§ **Stated goal**:
Output the records from the line containing "like point(439, 386)?" through the line containing "point(227, 378)", both ends included, as a Markdown table with the columns Row and Line. Number each row, and leave out any blank lines.

§ **Task input**:
>> Start
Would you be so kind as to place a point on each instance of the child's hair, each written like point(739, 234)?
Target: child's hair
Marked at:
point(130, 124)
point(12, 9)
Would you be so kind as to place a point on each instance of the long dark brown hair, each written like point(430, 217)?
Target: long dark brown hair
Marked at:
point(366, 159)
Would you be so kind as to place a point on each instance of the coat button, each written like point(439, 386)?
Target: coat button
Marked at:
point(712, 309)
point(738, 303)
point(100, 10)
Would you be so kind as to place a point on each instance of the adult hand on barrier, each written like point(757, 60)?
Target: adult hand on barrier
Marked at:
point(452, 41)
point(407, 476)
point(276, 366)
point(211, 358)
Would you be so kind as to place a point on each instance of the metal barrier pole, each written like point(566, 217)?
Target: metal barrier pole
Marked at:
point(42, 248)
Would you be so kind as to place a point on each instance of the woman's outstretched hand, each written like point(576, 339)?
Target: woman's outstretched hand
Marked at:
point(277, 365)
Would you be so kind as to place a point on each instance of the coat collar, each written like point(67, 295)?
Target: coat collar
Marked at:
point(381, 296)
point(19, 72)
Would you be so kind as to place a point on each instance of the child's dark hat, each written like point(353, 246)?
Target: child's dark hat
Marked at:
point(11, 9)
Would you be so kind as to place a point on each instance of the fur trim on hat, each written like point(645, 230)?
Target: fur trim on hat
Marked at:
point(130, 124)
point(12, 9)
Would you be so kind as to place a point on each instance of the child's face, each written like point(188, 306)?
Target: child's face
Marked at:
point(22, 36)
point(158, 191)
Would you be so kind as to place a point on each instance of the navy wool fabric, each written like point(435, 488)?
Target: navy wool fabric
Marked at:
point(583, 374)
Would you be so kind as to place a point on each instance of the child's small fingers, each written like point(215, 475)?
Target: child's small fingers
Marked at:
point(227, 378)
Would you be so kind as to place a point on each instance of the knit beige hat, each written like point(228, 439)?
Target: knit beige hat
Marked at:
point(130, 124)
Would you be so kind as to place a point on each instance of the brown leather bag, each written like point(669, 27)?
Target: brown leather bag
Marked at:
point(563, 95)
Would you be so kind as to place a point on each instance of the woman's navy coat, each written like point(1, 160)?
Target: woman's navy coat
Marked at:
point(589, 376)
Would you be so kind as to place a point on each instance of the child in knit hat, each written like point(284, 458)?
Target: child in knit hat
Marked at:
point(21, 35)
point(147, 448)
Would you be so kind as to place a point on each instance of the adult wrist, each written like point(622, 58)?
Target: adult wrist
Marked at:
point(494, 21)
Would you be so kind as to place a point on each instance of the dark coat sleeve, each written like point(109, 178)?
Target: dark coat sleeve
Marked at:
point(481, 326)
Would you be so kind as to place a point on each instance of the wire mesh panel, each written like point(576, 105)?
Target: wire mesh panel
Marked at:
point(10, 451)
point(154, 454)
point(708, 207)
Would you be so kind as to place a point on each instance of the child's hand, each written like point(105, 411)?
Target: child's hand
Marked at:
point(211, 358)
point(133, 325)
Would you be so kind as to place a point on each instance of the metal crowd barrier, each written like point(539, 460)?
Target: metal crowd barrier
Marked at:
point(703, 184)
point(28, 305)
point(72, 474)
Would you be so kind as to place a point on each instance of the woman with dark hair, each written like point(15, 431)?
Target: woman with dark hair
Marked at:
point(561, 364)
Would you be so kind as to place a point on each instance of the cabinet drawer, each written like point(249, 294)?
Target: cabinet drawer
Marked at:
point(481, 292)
>> End
§ **Solution to this exercise**:
| Row | Line |
|---|---|
| 1 | Would you be so kind as to place a point on each instance of the coat button, each written like point(439, 386)? |
| 2 | Target: coat button |
| 3 | Marked at: |
| 4 | point(712, 309) |
| 5 | point(738, 303) |
| 6 | point(100, 10) |
| 7 | Would you be so kind as to place a point on each instance of the adult hand on barrier, each written like point(757, 60)? |
| 8 | Target: adult hand on barrier |
| 9 | Marked at: |
| 10 | point(452, 41) |
| 11 | point(407, 476) |
| 12 | point(276, 366) |
| 13 | point(211, 358) |
| 14 | Would you be so kind as to place a point on each instance of the metal barrier pole, each written like point(566, 217)? |
| 15 | Target: metal barrier pole |
| 16 | Marked at: |
| 17 | point(42, 248) |
| 18 | Would you be so kind as to place a point on each instance of the woman's outstretched hand, each written like point(576, 339)? |
| 19 | Target: woman's outstretched hand |
| 20 | Marked at: |
| 21 | point(277, 365) |
| 22 | Would you be so kind as to place a point on each instance of the coat collar, each written like point(67, 295)? |
| 23 | Target: coat collar |
| 24 | Marked at: |
| 25 | point(381, 296) |
| 26 | point(19, 72) |
| 27 | Would you be so kind as to place a point on each instance of the child's dark hat, each written like point(353, 246)? |
| 28 | Target: child's dark hat |
| 29 | Marked at: |
| 30 | point(11, 9) |
| 31 | Would you be so kind as to place a point on each instance of the fur trim on hat, each written like point(645, 230)? |
| 32 | Target: fur trim on hat |
| 33 | Marked at: |
| 34 | point(130, 124) |
| 35 | point(12, 9) |
| 36 | Would you be so kind as to place a point on each instance of the child's face, each written like point(188, 306)? |
| 37 | Target: child's face |
| 38 | Marked at: |
| 39 | point(22, 36) |
| 40 | point(158, 191) |
| 41 | Would you be so kind as to place a point on each instance of the navy wool fabric, each written like point(435, 488)? |
| 42 | Target: navy wool fabric |
| 43 | Marked at: |
| 44 | point(583, 374) |
| 45 | Would you be so kind as to place a point on each instance of the child's small fingers, each written like point(215, 475)? |
| 46 | Target: child's small fingers |
| 47 | Marked at: |
| 48 | point(227, 378) |